- **Problem to work on**:
Output every line below without omitting or altering anything.
===== Provided records =====
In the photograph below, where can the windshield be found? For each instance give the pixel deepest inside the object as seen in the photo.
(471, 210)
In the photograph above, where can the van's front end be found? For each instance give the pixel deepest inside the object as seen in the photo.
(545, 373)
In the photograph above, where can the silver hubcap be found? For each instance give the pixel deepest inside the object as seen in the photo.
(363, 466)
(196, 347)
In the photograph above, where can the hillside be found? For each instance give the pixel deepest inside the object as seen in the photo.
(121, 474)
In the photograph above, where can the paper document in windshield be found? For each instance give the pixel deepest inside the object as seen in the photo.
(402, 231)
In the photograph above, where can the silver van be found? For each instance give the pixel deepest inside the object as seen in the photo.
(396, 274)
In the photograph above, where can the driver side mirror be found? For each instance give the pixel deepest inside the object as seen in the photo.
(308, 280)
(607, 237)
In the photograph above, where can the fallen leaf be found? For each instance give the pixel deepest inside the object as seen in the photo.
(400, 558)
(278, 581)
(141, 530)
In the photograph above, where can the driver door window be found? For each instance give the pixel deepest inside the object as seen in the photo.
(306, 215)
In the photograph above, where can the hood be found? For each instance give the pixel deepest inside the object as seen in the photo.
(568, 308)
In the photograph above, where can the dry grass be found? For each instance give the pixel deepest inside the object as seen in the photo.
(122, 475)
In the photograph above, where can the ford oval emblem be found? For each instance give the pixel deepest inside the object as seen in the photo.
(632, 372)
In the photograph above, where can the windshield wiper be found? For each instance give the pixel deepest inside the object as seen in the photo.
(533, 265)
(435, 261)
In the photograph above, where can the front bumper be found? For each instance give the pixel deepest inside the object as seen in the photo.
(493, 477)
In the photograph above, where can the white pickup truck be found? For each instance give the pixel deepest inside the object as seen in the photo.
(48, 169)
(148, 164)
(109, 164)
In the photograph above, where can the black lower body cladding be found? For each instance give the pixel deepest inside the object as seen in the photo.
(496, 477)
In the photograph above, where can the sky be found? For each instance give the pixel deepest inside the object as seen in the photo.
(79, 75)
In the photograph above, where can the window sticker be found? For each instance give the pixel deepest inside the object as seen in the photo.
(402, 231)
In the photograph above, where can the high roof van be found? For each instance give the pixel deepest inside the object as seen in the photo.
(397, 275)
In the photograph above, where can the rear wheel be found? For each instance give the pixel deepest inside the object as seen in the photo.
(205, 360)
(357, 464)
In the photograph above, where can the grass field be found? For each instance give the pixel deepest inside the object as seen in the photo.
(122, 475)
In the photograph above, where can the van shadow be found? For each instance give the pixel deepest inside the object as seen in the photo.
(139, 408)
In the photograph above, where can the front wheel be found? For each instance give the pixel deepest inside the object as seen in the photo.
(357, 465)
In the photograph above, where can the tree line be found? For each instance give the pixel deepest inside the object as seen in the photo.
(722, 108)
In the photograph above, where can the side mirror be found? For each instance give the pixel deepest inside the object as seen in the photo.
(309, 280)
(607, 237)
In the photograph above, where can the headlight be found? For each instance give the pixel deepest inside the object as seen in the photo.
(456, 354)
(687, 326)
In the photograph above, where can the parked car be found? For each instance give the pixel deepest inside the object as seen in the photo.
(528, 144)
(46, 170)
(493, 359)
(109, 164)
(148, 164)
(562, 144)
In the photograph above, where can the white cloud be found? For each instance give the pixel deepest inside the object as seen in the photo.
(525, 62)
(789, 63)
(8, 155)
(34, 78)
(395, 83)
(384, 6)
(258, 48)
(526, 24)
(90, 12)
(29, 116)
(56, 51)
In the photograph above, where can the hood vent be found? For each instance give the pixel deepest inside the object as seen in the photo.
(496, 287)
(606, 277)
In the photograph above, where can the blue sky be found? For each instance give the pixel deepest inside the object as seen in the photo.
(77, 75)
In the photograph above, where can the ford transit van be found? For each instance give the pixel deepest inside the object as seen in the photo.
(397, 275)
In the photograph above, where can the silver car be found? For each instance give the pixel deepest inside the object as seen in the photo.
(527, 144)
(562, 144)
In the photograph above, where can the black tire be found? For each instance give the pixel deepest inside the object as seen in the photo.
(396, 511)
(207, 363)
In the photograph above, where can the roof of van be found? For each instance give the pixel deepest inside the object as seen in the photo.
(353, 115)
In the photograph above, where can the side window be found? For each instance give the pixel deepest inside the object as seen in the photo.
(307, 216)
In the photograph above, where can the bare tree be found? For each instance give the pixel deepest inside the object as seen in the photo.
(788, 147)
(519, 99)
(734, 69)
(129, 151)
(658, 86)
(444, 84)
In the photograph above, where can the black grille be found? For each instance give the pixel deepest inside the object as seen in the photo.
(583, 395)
=====
- **Written response**:
In the photograph below, where can the windshield be found? For each instance give the pixel deepest inside the object as seen in the photo.
(471, 210)
In the photograph above, where can the van's front end be found? For each instance give the pixel deepest inside the object as seen in the photo.
(545, 373)
In the photograph above, where can the silver hubcap be found? For each instance give the pixel deepest inside the object as seen in the photo.
(363, 466)
(196, 347)
In the photograph above, where can the hillside be found? For each instance give the pixel deepest inside the object as seen in the photo.
(121, 474)
In the photograph above, where can the paper document in windshield be found? For each instance give the pixel deepest inside the object as seen in the photo.
(402, 231)
In the photograph above, where can the silver van be found? For each instance give the pixel deepest inside the object as seen in the photo.
(396, 274)
In the photograph above, where can the driver side mirror be found? For each instance give the pixel deepest inside the object as seen in the photo.
(308, 280)
(607, 237)
In the photograph above, where can the fallen leaf be found? For each instance give the pixel deepest inside the object as seen in the photo.
(400, 558)
(278, 581)
(141, 530)
In the photograph above, where can the driver door window be found? For each instance give the pixel deepest inside the object as seen in the photo.
(306, 215)
In the photograph above, where can the hood be found? For each instance give the pixel deepest inside the object as seen in the photo.
(568, 308)
In the photograph above, where can the dry grass be found? For each instance give the pixel deepest inside the object as seen in the photo.
(122, 475)
In the photograph above, where can the ford oval emblem be found? For each instance give the pixel deepest inside the object as seen in the photo.
(632, 372)
In the photograph above, where can the windshield wiper be found? For each instance give the pixel deepest inside the object as seen in the photo.
(533, 265)
(435, 261)
In the photograph above, where can the front bumper be found? For each instance give the pixel deepest inside the object as seen in the photo.
(493, 477)
In the photograph above, where can the white pickup truck be found? For each instance give the pixel deepest inside the object as seen in the photo.
(48, 169)
(148, 164)
(109, 164)
In the photograph above, where can the black lower body cladding be found? For each instance give the pixel deepest inside the object as seen in the photo.
(496, 477)
In the photograph above, where can the sky be found? For each instance give the pixel deepest inside the object as seen in the photo.
(79, 75)
In the photograph above, where can the window sticker be found? For each instance give the pixel deepest inside the object as seen in the photo.
(402, 231)
In the photograph above, where can the high roof van be found? For each instance give the pixel deepest inside the object as seen in the photo.
(397, 275)
In the photograph above, where can the rear wheel be found? For each instance give the pixel deepest inside the object as seen in the photo.
(205, 360)
(357, 464)
In the photograph above, where can the grass field be found? For each instance give the pixel deepest inside the object as seen in the photo.
(122, 475)
In the photograph above, where can the van shadow be found? For each instance give the pixel deepest inside the object as seen in the photo.
(139, 408)
In the photograph above, where can the front wheel be found? For each instance give the pixel deepest inside the object as seen in the photo.
(357, 465)
In the photograph above, where can the tree line be found? For each instance give the pixel deepest inside the object as seen in the photo.
(722, 108)
In the photograph above, where can the side mirror be found? For each instance give the pixel deepest inside the object as seen in the photo.
(309, 280)
(607, 237)
In the photograph above, where can the headlight be found? For each instance give the pixel deepest inside the object as seen in the photo.
(456, 354)
(687, 326)
In the photograph above, where can the parked car be found? For each instance give the pixel deepest inside the object as seen in the photo.
(528, 144)
(46, 170)
(493, 359)
(109, 164)
(148, 164)
(562, 144)
In the photograph above, where can the white cloud be found? For each instance give the pixel deepest inside the object as seen in the photo.
(525, 62)
(789, 63)
(8, 155)
(34, 78)
(395, 83)
(384, 6)
(258, 48)
(526, 24)
(90, 12)
(29, 116)
(56, 51)
In the photograph above, where can the hood vent be found? For each instance give the pixel deepest inside the object as seen in the photo.
(496, 287)
(606, 277)
In the photograph above, where can the blue sky be found? For each instance give the pixel deepest inside the object as seen in the photo.
(77, 75)
In the photograph above, where can the ford transit van be found? For each instance give the pixel deepest inside the object as seen in the photo.
(397, 275)
In the photograph above, where can the silver car be found? For each instance give the pixel deepest inside the object as seen in the photo.
(527, 144)
(562, 144)
In the photograph above, where can the black tire be found? For each instance give the pixel deepest inside the object as seen in the photo.
(396, 511)
(207, 363)
In the photograph above, where can the roof of van be found? For each instance give the pixel deepest inside the object as seen in the photo.
(353, 115)
In the photograph above, where can the side window be found? For each instance give the pixel deepest inside the object as seen in the photo.
(307, 216)
In the photograph above, where can the bare tree be found? For each instance give the pixel deepest inside the object as seen in the photo.
(788, 147)
(519, 99)
(734, 69)
(129, 151)
(658, 86)
(444, 84)
In the photograph above, where can the black grille be found? For each instance give the pixel deepest inside the object as seen in the photo.
(583, 395)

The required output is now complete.